• [本文抜粋]:

湖から弟子屈のまちへは車で30分である。まちの中心に近づくと徐々にガソリンスタンドやディスカウントショップが現れ、しばらくすると大きな交差点へと出る。
このあたりが弟子屈のまちの周縁であり、戦後に新しくつくられた住宅街である。長い坂を下り、メインストリートに入ると商店街が現れる。古びてはいるが営業している店舗も多く、かつての賑わいを想わせる。降車すると強烈な硫黄臭が鼻を突き、弟子屈が温泉のまちであることを改めて認識させられた。
弟子屈のまちは四周を山に囲まれた谷底に位置している。まちを歩いていて気がつくのは、植物の存在をとても近くに感じているということだ。理由の1つは、山の際がまちのすぐそばにあり、壁のようにまちを取り囲んでいること。そしてもう1つはまちなかの再野生化である。たとえば、高層化した温泉宿の足元には庭園がつくられていたが、その多くが廃業した結果、庭の植物が街路空間の規模と境界を越えて育っているのだ。

• [データ部分]:
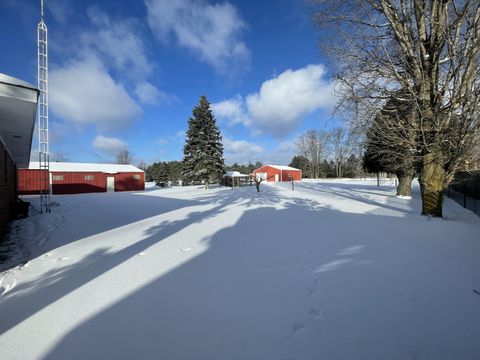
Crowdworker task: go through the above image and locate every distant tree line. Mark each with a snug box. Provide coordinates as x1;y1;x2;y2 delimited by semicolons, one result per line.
290;127;364;179
227;161;263;175
144;161;183;185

• [練習問題]:
1. 弟子屈のまちについての文章で「現れ」または「現れる」と述べられているものを、登場する順にすべて挙げてください。
2. 弟子屈のまちについての文章を、最後の文の後から書き継いでください。
データは本文とは別の出典に由来するものです。

• [解答]:
1. ガソリンスタンド、ディスカウントショップ、商店街

2.
弟子屈という地名はアイヌ語で「岩盤」を意味する「テシカ」と「上」という意味の「ガ」より成る。岩盤が固く魚を捕る網が仕掛けられないことからこの名前がつけられたそうだ。もともとアイヌの集落があった釧路川の畔に、明治以降において和人が入植し、まちを形成していった。数は少ないもののアイヌもともに暮らしていたことが明治期の記録に残されている。
1883年に温泉の営業を開始した弟子屈は、同時期における硫黄山の採掘や釧路鉄道の建設拠点として成長を始め、交通の要衝として賑わっていった。資源の枯渇により1896年に硫黄採掘が中止されて以降は、北部の湖畔地域における別荘地開発および観光開発と平行して多くの観光客が訪れる温泉街へと発展していった。釧路の奥地へ旅行する際の拠点のまちであった。
現在の基幹産業は酪農を中心とした農業と林業、そして観光業である。自治体行政の中心であるこのまちは鉄道駅と高校までの教育機関を有している。高度成長期頃の賑わいは見る影もないが、商店街や飲食街、コンビニエンスストアや大型のドラッグストアに加えて、診療所や高齢者向けの施設、そして公園も充実しており、高い生活機能を有するまちであるといえる。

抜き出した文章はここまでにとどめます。